╭─ Provided data

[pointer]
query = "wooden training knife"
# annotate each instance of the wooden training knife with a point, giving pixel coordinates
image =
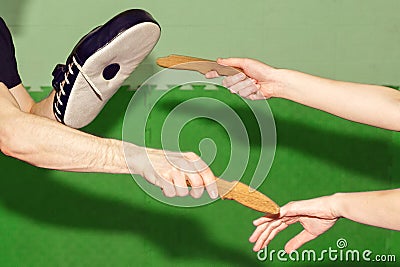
(246, 196)
(196, 64)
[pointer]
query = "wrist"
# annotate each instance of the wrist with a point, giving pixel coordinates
(280, 80)
(335, 203)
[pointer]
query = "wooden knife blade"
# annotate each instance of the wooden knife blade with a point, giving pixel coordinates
(246, 196)
(196, 64)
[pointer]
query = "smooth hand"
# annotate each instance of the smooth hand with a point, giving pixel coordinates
(171, 170)
(258, 80)
(315, 215)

╰─

§ Work request
Your answer must be the line containing "# annotate each instance of the wooden knife" and every line after it through the end of the records above, reproduced exactly and alone.

§ Exercise response
# annotate each instance of the wooden knife blade with a point, giving pixel coordinates
(246, 196)
(196, 64)
[pointer]
query = "smooth hand"
# annotate each instance of the smooth hand with a point, giving pixel coordinates
(171, 170)
(258, 80)
(315, 215)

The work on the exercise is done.